___ Dataset ___

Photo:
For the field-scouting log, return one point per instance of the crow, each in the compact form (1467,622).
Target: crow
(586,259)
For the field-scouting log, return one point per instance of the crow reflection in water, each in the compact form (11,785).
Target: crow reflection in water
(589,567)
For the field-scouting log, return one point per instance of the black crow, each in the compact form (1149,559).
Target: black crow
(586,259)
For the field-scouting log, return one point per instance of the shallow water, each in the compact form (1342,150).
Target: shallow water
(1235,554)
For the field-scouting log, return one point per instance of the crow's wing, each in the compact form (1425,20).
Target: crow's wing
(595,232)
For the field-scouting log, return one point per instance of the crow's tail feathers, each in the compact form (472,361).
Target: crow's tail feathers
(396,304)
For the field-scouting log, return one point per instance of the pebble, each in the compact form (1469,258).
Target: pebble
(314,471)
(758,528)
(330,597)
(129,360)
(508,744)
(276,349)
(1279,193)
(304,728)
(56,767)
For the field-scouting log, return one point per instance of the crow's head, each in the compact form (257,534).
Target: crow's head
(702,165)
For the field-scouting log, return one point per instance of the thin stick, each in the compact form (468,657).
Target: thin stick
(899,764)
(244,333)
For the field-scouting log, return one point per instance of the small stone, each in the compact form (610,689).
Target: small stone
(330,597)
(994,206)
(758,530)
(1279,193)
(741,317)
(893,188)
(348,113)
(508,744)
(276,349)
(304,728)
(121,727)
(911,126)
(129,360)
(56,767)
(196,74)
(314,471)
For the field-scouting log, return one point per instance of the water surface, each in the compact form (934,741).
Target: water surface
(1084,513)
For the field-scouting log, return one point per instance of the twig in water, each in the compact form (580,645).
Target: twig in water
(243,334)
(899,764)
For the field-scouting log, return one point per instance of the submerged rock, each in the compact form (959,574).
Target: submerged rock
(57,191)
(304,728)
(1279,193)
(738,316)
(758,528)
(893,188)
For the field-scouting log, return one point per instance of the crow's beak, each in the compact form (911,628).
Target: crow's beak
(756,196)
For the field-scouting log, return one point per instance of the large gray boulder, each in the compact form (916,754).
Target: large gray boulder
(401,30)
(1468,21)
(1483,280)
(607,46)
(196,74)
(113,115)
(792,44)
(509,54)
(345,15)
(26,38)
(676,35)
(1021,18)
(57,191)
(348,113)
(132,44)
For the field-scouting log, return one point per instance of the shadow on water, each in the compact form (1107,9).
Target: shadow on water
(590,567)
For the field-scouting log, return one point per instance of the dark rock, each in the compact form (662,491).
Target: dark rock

___

Which of the lines above include the word "dark"? Copy each of them.

Written response:
For the field-scouting log, return one point per instance of the dark rock, each in the compact form (662,491).
Target: dark rock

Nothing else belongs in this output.